→ **Task requirements**
What follows is a set of records; restate each one word for word and drop the pictures.

(Natural-language object grounding data)
......

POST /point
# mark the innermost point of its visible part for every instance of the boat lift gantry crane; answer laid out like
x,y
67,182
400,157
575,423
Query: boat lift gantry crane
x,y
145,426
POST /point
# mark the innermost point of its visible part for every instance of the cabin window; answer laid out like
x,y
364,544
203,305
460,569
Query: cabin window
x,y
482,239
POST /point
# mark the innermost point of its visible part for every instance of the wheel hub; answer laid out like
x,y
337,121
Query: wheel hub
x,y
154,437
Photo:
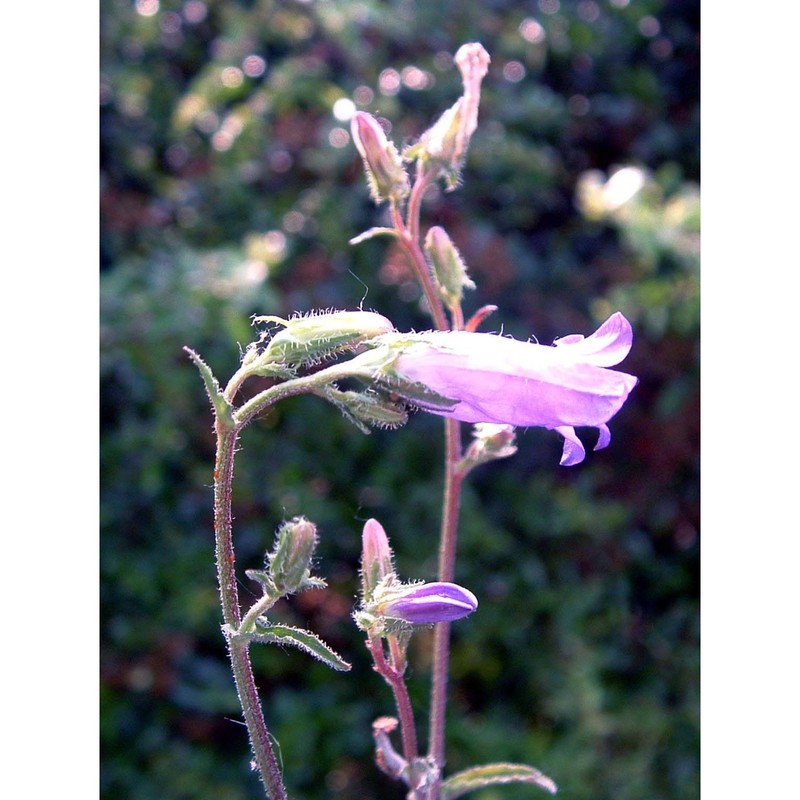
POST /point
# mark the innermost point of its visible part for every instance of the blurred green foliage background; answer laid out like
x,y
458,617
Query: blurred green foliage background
x,y
229,187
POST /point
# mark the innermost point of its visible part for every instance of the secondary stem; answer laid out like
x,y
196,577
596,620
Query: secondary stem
x,y
447,559
409,236
394,677
239,653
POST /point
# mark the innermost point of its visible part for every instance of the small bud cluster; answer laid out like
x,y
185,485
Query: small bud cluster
x,y
388,605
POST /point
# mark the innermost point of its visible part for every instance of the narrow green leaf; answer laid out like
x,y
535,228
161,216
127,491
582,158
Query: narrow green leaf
x,y
492,774
269,633
218,402
362,237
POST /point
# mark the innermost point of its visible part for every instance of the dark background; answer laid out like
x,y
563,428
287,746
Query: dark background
x,y
228,187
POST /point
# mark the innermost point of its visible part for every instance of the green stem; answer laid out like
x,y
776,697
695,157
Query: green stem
x,y
254,719
227,435
409,235
447,560
405,713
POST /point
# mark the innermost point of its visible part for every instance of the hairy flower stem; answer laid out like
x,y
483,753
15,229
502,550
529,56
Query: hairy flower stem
x,y
409,237
447,560
238,650
394,677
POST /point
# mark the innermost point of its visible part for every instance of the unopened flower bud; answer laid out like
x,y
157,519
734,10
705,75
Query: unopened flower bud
x,y
309,339
444,146
290,559
376,558
385,171
448,267
427,603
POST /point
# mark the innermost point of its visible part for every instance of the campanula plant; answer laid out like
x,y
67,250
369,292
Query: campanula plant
x,y
374,375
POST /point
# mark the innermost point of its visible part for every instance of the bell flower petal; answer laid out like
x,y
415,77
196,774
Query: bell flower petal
x,y
496,379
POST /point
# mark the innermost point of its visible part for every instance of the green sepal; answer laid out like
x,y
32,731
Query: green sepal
x,y
307,340
492,775
264,579
222,408
367,409
270,633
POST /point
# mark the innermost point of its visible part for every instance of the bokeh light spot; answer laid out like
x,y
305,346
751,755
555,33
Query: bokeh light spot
x,y
514,71
147,8
415,78
588,11
649,26
549,6
389,81
231,77
363,95
254,66
578,105
339,137
531,31
343,109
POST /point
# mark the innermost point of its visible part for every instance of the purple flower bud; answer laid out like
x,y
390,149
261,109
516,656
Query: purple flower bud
x,y
427,603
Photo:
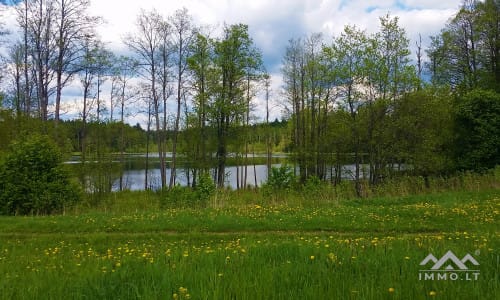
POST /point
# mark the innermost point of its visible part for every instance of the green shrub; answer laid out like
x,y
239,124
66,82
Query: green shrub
x,y
180,196
281,181
33,181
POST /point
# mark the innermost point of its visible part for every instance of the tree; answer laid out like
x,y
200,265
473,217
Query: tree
x,y
124,68
146,44
72,27
350,51
478,130
228,108
33,181
466,54
183,37
201,70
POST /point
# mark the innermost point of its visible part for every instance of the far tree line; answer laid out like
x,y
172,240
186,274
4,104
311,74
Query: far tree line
x,y
356,98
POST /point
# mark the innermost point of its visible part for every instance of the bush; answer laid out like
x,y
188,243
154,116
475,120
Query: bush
x,y
180,196
280,180
33,181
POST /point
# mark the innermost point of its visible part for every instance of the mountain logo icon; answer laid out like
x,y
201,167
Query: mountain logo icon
x,y
449,262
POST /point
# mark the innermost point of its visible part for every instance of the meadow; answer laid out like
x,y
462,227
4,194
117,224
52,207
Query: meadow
x,y
131,248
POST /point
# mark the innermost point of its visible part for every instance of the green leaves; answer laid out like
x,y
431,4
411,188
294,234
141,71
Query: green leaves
x,y
478,130
32,181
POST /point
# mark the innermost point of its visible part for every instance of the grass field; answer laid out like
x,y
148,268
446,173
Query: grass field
x,y
361,249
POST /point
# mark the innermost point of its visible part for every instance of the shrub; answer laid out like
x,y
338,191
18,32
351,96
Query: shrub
x,y
179,196
33,181
280,180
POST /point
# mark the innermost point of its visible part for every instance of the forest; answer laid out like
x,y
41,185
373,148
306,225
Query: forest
x,y
358,98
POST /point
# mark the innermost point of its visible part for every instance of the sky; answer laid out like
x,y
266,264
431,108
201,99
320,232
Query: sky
x,y
272,23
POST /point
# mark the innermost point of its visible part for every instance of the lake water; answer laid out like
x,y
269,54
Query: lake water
x,y
134,179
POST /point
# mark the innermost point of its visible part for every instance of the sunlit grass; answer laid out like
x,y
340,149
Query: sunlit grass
x,y
365,249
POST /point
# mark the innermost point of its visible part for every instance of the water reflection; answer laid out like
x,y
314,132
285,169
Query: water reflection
x,y
134,180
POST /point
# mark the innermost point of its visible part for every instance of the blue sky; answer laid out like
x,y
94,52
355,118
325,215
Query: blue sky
x,y
272,23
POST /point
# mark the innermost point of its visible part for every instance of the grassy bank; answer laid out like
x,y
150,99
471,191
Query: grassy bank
x,y
365,249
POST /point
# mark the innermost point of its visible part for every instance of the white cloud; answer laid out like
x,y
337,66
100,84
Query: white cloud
x,y
273,22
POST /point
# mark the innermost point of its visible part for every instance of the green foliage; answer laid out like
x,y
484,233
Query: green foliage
x,y
180,196
280,180
205,188
478,130
33,181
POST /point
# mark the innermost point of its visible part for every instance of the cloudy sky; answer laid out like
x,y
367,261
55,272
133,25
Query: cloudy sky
x,y
273,22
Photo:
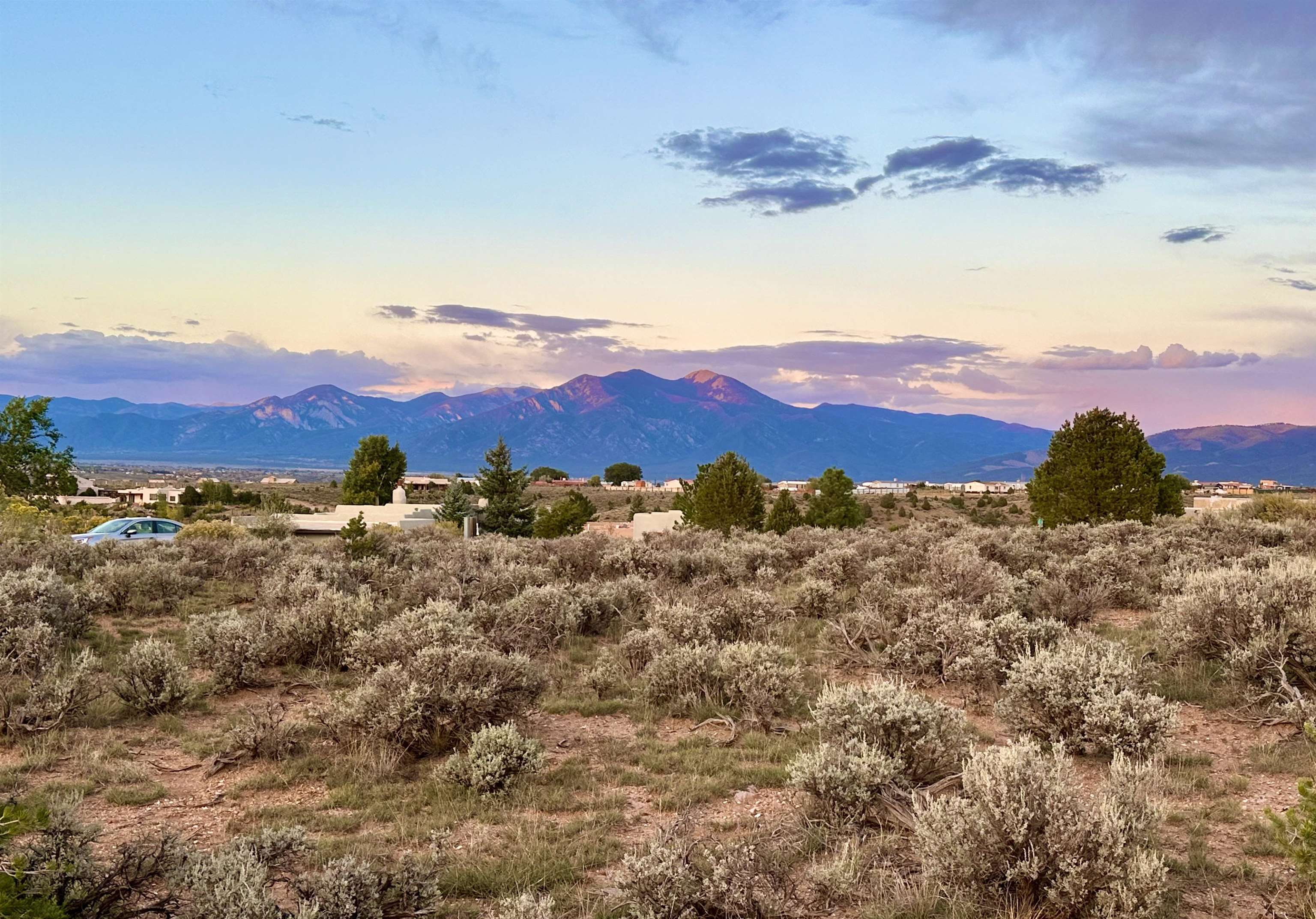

......

→ **Answer to this exercise**
POST /point
# mark the innermost point of its visible part for every instance of the boat lift gantry crane; answer laid out like
x,y
67,182
400,157
575,423
Query: boat lift gantry crane
x,y
145,426
POST /point
# mark the innermost point of its visible part for every instance of the cabin window; answer laid out like
x,y
364,544
203,305
460,569
Query: cabin window
x,y
482,239
POST /point
# mark the innermost point of its visible part for every instance of the wheel hub; answer laid out like
x,y
337,121
Query: wheel hub
x,y
154,437
Photo:
POST /point
# mark the innermost point of its visible part for every instance of the blurred green foliage background; answer laid out like
x,y
458,617
Query: blurred green foliage background
x,y
229,187
POST /point
# mark the innermost point of its visible part for every instance of the secondary stem; answer laid out like
x,y
196,577
596,620
Query: secondary stem
x,y
447,559
409,236
394,677
239,653
POST /point
# mark the innermost point of its visible part for every instance of the small bud cluster; answer laid out like
x,y
185,485
Query: small bud cluster
x,y
388,605
POST /point
# mark the innermost point of its visible part for every instance of the narrow green leaf; answer laid out like
x,y
535,228
161,216
127,491
582,158
Query: narrow green leaf
x,y
492,774
269,633
218,402
362,237
POST /point
# mark the innermost point of its visible part for every instance of the dark background; answer laid out like
x,y
563,428
287,746
Query: dark background
x,y
228,187
POST /point
# mark the innermost point of its visible part for every instance of the green stem; answer laid out like
x,y
776,697
695,157
Query: green stem
x,y
254,719
227,435
409,235
447,560
405,713
POST /point
# mark the innermost point of its visible part for every instance of the hairy flower stem; answer laid out like
x,y
483,753
15,229
502,550
529,56
Query: hairy flower stem
x,y
409,237
447,560
238,650
394,677
POST /point
# mark the innermost point of its visible part for every instance of the unopened flower bud; answer laid out like
x,y
157,519
734,10
705,75
Query: unopened flower bud
x,y
309,339
444,146
290,559
376,558
385,171
448,267
427,603
POST /point
# mark the innermost point of its visible part for every instance of the campanula plant; answer laid out like
x,y
67,250
369,292
Query: campanula plant
x,y
374,375
POST /point
# mark the innermost point of its visible part for every instance of the bell flower petal; answer laid out like
x,y
415,77
196,774
Query: bell flower petal
x,y
496,379
POST /point
# mark the innermost point of its visible part for every instance of the green sepal; answer laid out like
x,y
32,731
Query: green sepal
x,y
307,340
492,775
264,579
222,408
367,409
270,633
POST /point
# mark the innermost point of its visible part for every instance of the bokeh light spot; answer laid out like
x,y
305,346
751,755
555,33
Query: bokeh light spot
x,y
514,71
147,8
415,78
588,11
649,26
549,6
389,81
231,77
363,95
254,66
578,105
339,137
531,31
343,109
POST /point
# mark the innermost point of its visible part for every instance of the purple flower bud; answer laid out like
x,y
390,149
261,109
516,656
Query: purple flower bud
x,y
427,603
Photo:
POST /point
# mark the innermost point of its visible part for every instance of the green shrub; answer laid out like
x,y
239,124
66,82
Query: green shrub
x,y
180,196
281,181
33,181
POST /point
# mark the innermost point of its visible part for every instance of the tree; answer laid out like
x,y
200,265
473,217
Query: tree
x,y
124,68
146,44
72,27
350,51
478,130
228,108
33,181
466,54
183,37
201,70
POST /point
# mark the innermost point of its visible part for every instance of the far tree line; answer laid out like
x,y
172,240
186,274
4,104
311,74
Query: far tree line
x,y
356,98
POST /point
# mark the innermost point of its visible part for every instance of the bush; answer laid out like
x,y
188,243
154,116
475,120
Query: bush
x,y
180,196
280,180
33,181
POST /point
# mark the innermost point of its visible part for every instance of the mountain logo icon; answer laid out like
x,y
201,167
Query: mountain logo icon
x,y
449,262
POST /point
# mark the innermost point of its visible part for every instance of the meadow; answer laid out like
x,y
462,227
4,194
117,224
52,207
Query: meadow
x,y
131,248
POST /point
# mark the innermost point of its visible part for every instance of the green leaves; answer laid out like
x,y
431,4
411,188
294,234
141,71
Query: green leaves
x,y
478,130
32,181
POST /point
# mark the innermost point of its visible part for every instance of the grass field; answer laid out like
x,y
148,268
446,173
Query: grass field
x,y
361,249
POST /point
# mark the innermost point of its visible part for every instance of the shrub; answer laid out like
x,y
338,191
18,32
351,96
Query: shrub
x,y
179,196
33,181
280,180
POST /point
# mark the innermost point of its visible part for every instance of the forest; answer laid out like
x,y
41,185
373,148
306,225
Query: forest
x,y
358,98
POST /point
# mark the innermost point of its visible part for every instance of the sky; answer laid out like
x,y
266,264
431,108
201,99
320,232
Query: sky
x,y
272,23
POST /point
# mark the innermost point of its visible part for every instance of the lake water; answer laid out like
x,y
269,54
Query: lake water
x,y
134,179
POST /point
# mark the innermost point of its visible part for every instance of the sunlit grass; answer laid out like
x,y
340,149
Query: sunlit grass
x,y
365,249
POST /point
# mark the innermost point of its visible part for every instance of the water reflection; answer laid out like
x,y
314,132
285,169
Query: water reflection
x,y
134,180
POST /point
# mark the innermost point of its visible part for every instance of the blue sky; answer laid out like
x,y
94,52
355,118
325,215
Query: blue sky
x,y
272,23
POST /point
# mark the innermost point of its visible part for every instance of the grassy bank; answer laid out like
x,y
150,99
471,191
Query: grassy bank
x,y
365,249
POST /point
# mark the innermost point of its visible part for every instance of the white cloud; answer laid out like
x,y
337,66
100,84
Query: white cloud
x,y
273,22
POST /point
# mark the innermost point of its visible part for every instance of the green foliage; answer laid out like
x,y
484,233
Query: green foliage
x,y
180,196
280,180
205,188
478,130
33,181
POST /point
# mark the innermost point of its visible part for every instance of the cloudy sky; answer laid out like
x,y
367,261
55,272
133,25
Query: cloudy sky
x,y
273,22
Photo:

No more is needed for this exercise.